▶ **CONSIGNE 1**
Selon le texte sur l'intérieur de l'édifice, en quelle année un orgue Casavant a-t-il remplacé le premier orgue de la chapelle ?
▶ **CONSIGNE 2**
Dans le texte sur l'intérieur de l'édifice, reformulez sous forme de liste le paragraphe commençant par « Une chapelle occupait autrefois » en conservant ses faits principaux.
▶ **CONSIGNE 3**
Reprenez le texte sur l'intérieur de l'édifice à partir de l'endroit où il s'arrête.

▶ **DOCUMENT**
L'intérieur s'adapte aux besoins du moment

À l’intérieur de l’édifice, les classes, la salle d’études, le cabinet de sciences et les chambres sont disposés symétriquement de chaque côté d’un corridor central, ce qui permet à toute la lumière possible d’entrer par les fenêtres.

 

Chapelle

Une chapelle occupait autrefois le premier étage de l’aile est. Une statue de Notre-Dame-des-Écoles y est disposée le 19 juillet 1915, et la chapelle est bénite le 7 octobre suivant. Des verrières sont mises en place le 30 mars 1958. Chacune d’elles représente un symbole des quinze mystères du rosaire. Une table de communion en fer martelé orné de motifs en bronze a été installée en 1960. L’autel et l’ambon sont de noyer blanc et ornés de sculptures de céra­mique réalisées par soeur Cécile Marois. Les motifs de l’autel décrivent les sacrifices de Melchisédech et de la Cène, alors que l’ambon présente le glaive de la parole. En 1965, le premier orgue, en provenance de la rue Saint-Jean-Baptiste, a été remplacé par un orgue Casavant. Au milieu des années 70, la chapelle a fait place à des espaces de bureaux.

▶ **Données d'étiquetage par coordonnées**

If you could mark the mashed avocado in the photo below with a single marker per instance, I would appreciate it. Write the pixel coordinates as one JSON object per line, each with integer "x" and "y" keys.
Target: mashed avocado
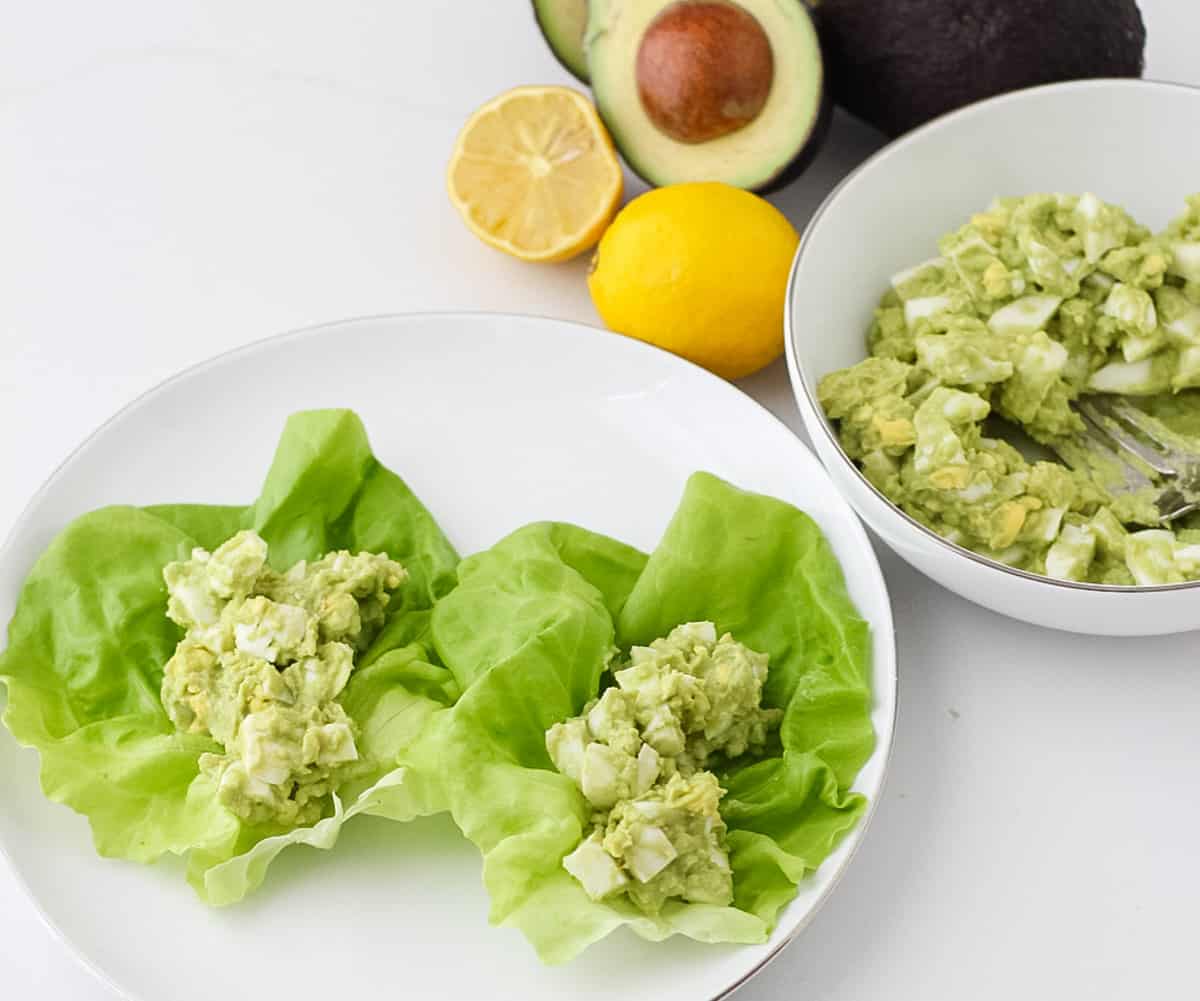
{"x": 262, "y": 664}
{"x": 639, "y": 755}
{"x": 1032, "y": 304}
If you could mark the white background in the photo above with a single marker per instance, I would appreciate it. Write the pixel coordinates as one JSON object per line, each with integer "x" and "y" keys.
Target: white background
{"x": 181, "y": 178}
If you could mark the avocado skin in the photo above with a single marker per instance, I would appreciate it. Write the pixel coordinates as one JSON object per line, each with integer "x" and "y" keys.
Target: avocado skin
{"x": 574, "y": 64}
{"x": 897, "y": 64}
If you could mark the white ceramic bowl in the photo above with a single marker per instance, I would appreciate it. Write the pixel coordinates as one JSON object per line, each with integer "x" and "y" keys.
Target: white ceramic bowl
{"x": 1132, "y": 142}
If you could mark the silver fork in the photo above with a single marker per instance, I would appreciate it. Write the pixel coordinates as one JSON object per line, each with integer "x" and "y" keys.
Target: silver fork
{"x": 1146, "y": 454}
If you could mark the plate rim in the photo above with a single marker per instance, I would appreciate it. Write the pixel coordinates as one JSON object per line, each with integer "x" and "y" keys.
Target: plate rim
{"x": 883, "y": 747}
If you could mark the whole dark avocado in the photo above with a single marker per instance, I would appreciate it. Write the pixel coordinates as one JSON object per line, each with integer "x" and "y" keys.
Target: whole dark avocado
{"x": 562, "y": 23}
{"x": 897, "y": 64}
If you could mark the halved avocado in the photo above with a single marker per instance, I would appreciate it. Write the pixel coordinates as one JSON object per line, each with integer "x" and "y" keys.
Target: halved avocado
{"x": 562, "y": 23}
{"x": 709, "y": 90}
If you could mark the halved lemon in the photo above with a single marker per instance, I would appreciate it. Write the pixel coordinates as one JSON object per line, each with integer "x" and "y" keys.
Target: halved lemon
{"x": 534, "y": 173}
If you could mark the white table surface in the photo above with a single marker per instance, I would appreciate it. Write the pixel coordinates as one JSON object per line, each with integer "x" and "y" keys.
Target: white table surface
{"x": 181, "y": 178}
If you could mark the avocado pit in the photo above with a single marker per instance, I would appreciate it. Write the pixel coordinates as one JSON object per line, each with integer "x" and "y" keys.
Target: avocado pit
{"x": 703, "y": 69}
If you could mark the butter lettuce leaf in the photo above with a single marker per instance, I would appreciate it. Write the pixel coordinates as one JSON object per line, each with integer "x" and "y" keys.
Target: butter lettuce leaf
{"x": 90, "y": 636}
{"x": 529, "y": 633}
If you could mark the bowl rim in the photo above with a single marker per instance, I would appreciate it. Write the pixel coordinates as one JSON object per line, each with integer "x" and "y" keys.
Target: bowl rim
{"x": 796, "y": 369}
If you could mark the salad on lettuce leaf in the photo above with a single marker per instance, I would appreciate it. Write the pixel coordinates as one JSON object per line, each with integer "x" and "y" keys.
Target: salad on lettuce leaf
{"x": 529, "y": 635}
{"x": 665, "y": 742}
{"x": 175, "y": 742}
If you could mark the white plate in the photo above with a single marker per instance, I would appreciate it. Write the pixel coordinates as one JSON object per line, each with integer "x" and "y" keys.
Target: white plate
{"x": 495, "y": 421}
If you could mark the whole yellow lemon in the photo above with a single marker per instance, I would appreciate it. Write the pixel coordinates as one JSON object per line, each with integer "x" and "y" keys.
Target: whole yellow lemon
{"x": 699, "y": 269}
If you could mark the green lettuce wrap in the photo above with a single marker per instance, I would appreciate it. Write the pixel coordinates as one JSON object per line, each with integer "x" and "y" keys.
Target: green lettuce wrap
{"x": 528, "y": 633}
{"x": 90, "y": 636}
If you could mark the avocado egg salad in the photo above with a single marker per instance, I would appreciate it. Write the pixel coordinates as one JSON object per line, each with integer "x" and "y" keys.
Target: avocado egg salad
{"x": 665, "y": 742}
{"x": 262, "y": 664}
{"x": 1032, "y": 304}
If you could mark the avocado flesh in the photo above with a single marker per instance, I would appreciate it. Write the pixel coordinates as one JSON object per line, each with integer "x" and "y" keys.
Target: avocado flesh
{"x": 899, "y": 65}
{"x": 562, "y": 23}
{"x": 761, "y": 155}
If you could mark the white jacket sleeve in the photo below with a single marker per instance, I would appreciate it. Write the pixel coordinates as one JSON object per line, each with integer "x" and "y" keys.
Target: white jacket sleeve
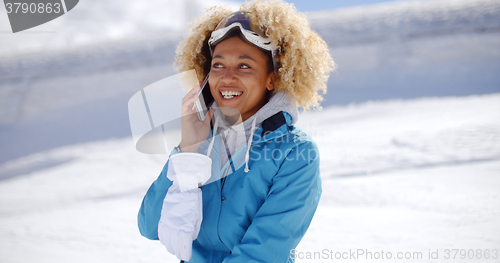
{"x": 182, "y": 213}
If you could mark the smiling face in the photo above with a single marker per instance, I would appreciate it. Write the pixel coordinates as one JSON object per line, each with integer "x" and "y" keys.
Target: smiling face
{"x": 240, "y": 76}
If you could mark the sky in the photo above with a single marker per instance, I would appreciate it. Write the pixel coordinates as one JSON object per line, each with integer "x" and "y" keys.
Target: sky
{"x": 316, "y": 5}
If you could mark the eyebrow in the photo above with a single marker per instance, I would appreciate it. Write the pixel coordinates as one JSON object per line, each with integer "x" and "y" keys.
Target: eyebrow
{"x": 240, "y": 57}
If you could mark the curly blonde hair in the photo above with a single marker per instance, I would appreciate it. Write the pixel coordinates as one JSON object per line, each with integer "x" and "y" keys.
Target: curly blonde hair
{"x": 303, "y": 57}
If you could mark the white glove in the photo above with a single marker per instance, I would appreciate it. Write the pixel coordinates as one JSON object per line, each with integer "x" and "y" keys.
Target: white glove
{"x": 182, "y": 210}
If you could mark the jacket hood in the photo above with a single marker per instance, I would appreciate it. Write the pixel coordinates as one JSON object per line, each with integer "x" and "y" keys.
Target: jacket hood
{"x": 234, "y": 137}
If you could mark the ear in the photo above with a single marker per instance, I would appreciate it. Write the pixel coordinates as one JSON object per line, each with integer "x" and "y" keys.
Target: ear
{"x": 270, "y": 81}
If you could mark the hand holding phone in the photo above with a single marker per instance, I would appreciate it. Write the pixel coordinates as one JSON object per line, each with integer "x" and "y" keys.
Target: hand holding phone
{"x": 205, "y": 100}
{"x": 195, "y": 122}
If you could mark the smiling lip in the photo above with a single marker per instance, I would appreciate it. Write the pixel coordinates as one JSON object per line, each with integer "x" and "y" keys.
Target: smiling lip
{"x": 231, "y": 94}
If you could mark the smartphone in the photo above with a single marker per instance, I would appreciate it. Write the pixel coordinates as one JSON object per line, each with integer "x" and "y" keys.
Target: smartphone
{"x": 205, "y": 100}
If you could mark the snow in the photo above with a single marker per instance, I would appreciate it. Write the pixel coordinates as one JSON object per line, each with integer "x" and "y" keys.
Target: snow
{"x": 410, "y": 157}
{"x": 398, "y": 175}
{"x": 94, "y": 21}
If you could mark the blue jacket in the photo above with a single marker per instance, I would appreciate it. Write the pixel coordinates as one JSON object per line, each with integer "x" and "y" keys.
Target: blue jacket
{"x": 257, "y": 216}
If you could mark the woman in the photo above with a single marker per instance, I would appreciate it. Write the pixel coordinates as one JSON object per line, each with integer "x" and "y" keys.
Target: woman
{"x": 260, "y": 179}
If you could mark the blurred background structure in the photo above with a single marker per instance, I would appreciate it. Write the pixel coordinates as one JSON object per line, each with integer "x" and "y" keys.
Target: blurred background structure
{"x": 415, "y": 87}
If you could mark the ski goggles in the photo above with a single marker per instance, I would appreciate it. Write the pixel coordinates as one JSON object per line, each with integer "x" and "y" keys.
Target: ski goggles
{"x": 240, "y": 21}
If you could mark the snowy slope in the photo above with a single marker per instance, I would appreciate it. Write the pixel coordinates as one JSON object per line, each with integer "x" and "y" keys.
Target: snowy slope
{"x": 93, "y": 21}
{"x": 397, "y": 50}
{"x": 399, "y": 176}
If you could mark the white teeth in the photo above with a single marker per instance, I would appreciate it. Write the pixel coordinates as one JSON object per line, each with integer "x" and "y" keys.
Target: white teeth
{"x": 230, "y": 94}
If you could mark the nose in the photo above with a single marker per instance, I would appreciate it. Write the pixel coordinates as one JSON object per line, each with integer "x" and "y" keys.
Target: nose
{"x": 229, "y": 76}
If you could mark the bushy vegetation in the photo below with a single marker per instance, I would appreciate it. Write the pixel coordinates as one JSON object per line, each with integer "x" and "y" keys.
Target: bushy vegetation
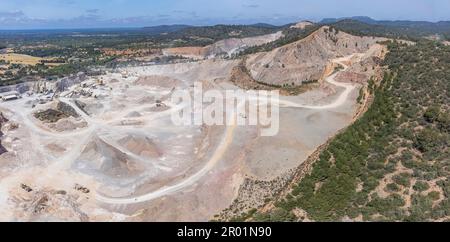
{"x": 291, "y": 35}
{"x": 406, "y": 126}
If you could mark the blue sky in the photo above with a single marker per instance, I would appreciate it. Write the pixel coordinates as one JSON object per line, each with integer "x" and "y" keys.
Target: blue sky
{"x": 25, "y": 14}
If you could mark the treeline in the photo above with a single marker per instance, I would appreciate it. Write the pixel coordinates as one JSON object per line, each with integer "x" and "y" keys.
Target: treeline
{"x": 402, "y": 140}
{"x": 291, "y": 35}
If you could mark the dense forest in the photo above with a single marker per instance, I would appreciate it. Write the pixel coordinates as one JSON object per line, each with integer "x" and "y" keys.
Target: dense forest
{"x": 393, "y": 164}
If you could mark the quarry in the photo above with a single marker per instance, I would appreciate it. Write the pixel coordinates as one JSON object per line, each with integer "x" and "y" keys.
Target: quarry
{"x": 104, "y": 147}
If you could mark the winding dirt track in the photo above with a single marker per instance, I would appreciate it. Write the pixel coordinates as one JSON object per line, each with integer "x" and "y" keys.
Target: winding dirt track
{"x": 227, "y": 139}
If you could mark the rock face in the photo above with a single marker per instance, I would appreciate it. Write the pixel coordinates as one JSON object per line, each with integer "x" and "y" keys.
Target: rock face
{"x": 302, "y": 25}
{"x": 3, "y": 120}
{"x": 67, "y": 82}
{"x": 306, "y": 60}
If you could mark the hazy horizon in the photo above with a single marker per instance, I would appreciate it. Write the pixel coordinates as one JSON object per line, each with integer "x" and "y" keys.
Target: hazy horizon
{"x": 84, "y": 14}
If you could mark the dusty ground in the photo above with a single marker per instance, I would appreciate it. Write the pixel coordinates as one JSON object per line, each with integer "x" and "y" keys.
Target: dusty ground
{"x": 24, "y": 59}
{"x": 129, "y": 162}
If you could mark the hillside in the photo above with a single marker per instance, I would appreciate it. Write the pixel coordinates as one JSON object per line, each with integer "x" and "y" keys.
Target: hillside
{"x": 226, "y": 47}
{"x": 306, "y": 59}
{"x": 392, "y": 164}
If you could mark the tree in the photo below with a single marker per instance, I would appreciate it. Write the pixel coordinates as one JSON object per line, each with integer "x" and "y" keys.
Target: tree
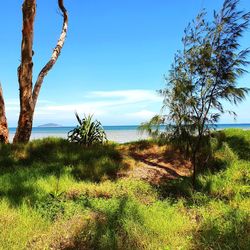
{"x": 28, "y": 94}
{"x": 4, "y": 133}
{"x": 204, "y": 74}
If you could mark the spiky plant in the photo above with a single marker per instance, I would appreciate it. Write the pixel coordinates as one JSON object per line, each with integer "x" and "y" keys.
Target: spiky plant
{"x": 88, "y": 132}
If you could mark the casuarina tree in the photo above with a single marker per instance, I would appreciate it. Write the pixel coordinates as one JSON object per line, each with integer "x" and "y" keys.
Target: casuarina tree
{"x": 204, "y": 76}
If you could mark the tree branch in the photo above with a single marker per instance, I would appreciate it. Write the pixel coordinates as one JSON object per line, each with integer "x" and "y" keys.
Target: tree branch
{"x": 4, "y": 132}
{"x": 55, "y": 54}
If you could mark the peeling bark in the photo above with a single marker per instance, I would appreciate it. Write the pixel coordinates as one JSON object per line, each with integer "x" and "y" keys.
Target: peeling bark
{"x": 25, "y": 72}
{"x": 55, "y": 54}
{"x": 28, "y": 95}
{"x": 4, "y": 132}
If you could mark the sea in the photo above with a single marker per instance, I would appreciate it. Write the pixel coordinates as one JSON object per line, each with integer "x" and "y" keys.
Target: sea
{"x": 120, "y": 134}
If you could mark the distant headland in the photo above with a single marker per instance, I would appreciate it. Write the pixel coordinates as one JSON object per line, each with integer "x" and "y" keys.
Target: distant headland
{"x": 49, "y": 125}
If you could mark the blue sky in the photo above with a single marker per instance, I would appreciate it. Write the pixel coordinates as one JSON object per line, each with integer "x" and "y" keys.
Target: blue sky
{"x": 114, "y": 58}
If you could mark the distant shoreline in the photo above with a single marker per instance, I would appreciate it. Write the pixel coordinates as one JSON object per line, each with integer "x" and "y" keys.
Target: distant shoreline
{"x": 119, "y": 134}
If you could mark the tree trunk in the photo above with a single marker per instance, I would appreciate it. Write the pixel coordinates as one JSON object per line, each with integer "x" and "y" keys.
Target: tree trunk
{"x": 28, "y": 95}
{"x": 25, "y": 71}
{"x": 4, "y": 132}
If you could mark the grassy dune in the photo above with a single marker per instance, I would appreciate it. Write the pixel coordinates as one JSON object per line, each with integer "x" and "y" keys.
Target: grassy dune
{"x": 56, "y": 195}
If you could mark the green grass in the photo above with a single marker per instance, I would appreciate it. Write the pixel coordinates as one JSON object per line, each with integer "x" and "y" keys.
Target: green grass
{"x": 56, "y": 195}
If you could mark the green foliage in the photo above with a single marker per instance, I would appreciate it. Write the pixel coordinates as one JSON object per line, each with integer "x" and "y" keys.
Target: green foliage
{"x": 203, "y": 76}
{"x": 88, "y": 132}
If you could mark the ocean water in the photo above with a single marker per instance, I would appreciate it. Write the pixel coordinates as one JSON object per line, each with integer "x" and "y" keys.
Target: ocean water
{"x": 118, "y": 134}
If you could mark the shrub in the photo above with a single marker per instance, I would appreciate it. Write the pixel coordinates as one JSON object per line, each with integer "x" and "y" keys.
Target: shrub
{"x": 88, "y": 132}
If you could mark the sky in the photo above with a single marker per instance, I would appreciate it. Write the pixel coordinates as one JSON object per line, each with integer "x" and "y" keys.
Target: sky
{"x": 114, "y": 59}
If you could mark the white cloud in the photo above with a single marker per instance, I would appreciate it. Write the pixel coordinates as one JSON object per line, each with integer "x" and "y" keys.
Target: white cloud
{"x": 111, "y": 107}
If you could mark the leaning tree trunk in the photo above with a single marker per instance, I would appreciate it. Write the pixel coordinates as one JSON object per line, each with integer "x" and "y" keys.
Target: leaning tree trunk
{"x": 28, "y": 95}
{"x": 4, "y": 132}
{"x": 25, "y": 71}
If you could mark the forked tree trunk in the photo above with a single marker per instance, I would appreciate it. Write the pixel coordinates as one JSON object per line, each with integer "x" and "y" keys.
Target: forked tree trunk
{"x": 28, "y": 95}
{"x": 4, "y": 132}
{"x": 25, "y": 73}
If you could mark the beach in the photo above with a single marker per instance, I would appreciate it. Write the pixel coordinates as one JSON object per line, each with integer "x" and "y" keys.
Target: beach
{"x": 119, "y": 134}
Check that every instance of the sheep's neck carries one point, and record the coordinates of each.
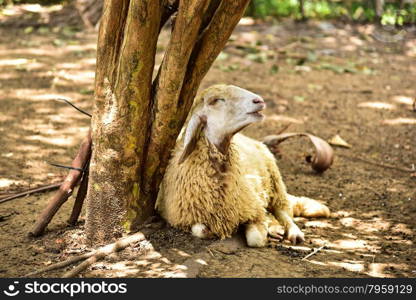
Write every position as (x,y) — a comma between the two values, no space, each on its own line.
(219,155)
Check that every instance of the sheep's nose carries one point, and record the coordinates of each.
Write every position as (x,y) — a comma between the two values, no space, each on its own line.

▶ **RÉPONSE RÉDIGÉE 1**
En 1965.

▶ **RÉPONSE RÉDIGÉE 2**
- Une chapelle occupait autrefois le premier étage de l'aile est.
- Une statue de Notre-Dame-des-Écoles y est placée le 19 juillet 1915, et la chapelle est bénite le 7 octobre suivant.
- Des verrières sont posées le 30 mars 1958. Chacune représente un symbole des quinze mystères du rosaire.
- Une table de communion en fer martelé ornée de motifs en bronze est installée en 1960.
- L'autel et l'ambon sont en noyer blanc et ornés de sculptures de céramique de soeur Cécile Marois. L'autel évoque les sacrifices de Melchisédech et de la Cène, et l'ambon présente le glaive de la parole.
- En 1965, un orgue Casavant remplace le premier orgue, venu de la rue Saint-Jean-Baptiste.
- Au milieu des années 70, la chapelle cède la place à des bureaux.

▶ **RÉPONSE RÉDIGÉE 3**
 

Salle de réception

Le premier étage de l’aile ouest est occupé par une salle de réception dotée d’une petite scène. Le rez-de-chaussée quant à lui est utilisé pour la salle de récréation et le réfectoire.

 

Salle de récréation

Au fil du temps, la vocation de l’édifice change. L’École normale Notre-Dame-de-Montréal ferme ses portes en 1969. De grands travaux de rénovation sont entrepris pour accueillir la Notre Dame Secretarial School en 1970 (l’école sera rebaptisée Collège de secrétariat Notre-Dame/Notre-Dame Secretarial College en 1980). S’y installe aussi en 1973 la Maison géné­ralice, soit l’Administration générale et divers services qui lui sont rattachés tels que l’impri­merie et le Service des archives. Comme la chapelle d’origine a été convertie en bureaux, une ancienne classe devenue espace consacré héberge maintenant la nouvelle chapelle. Les salles de classes ont également été transformées en bureaux et salles de réunions.

Depuis 2005, l’édifice abrite la huitième Maison mère de la Congrégation de Notre-Dame. La majorité des locaux ser­vent toujours de bureaux, et les anciennes chambres de pensionnaires sont utilisées à diverses fins : bibliothèques, salles de séjour, etc. Un des parloirs est désor­mais un petit oratoire où l’on peut se recueillir devant les cendres du cœur de Marguerite Bourgeoys. Un nouvel ascenseur a été ajouté en 2012-2013.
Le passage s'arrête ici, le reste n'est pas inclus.